Problem set:
**A.** For each statement, state whether it agrees with the text on Edge Node provisioning: answer yes or no, and quote exactly the words of that text that decide it. (i) The Onboarding Manager creates the Tinkerbell Workflow. (ii) The Edge Microvisor Toolkit needs the Installer script to be run as a systemd service. (iii) The final action of the Tinkerbell Workflow restarts the OS so that it boots into the target OS.
**B.** Write the next part of the text on Edge Node provisioning, picking up after its final sentence.
:: Reading text
The Tink Worker is another Docker container that runs in the background and waits for the node onboarding to finish and queries the Tinkerbell gRPC server for any new Tinkerbell Workflows to execute. A Tinkerbell Workflow defines a set of operations (aka Tinker actions) that should be executed on the Edge Node by the Tink worker. Once the Tinkerbell Workflow is created by the Onboarding Manager, the Tink worker downloads the Tinkerbell Workflow and executes all the specified Tinker actions.

The last action of the Tinkerbell Workflow performs the OS restart to boot into the target OS.

Target OS

During the OS boot, the cloud-init configuration is provisioned. Also, in the case of mutable OSes (such as Ubuntu* OS), the additional Installer script is executed as a systemd service. The Installer script downloads and starts all the Edge Node Agents that are not baked into the OS image as it is done for the Edge Microvisor Toolkit that does not require any additional installation script except for cloud-init.
::::
:: Information shown
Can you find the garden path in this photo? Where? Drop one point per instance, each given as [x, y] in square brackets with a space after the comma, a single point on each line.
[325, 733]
::::
Answers provided:
**A.**
(i) Yes: "Once the Tinkerbell Workflow is created by the Onboarding Manager"
(ii) No: "the Edge Microvisor Toolkit that does not require any additional installation script except for cloud-init"
(iii) Yes: "The last action of the Tinkerbell Workflow performs the OS restart to boot into the target OS."

**B.**
Edge Orchestrator Components#

On the Edge Orchestrator side, the Onboarding Manager coordinates the entire onboarding and provisioning process. In particular, it provides:

  • gRPC server, backed by Onboarding Service and exposed towards downstream Edge Nodes for device discovery. The Onboarding Service handles gRPC requests from Edge Nodes, validates provided device information and creates (or updates) Host and Instance resources that represent an Edge Node in the Inventory.

  • Inventory Reconciler that periodically checks if there are any new Instance resources that should be provisioned. It also periodically queries active Tinkerbell Workflows and reports onboarding and provisioning status of each Edge Node to Inventory.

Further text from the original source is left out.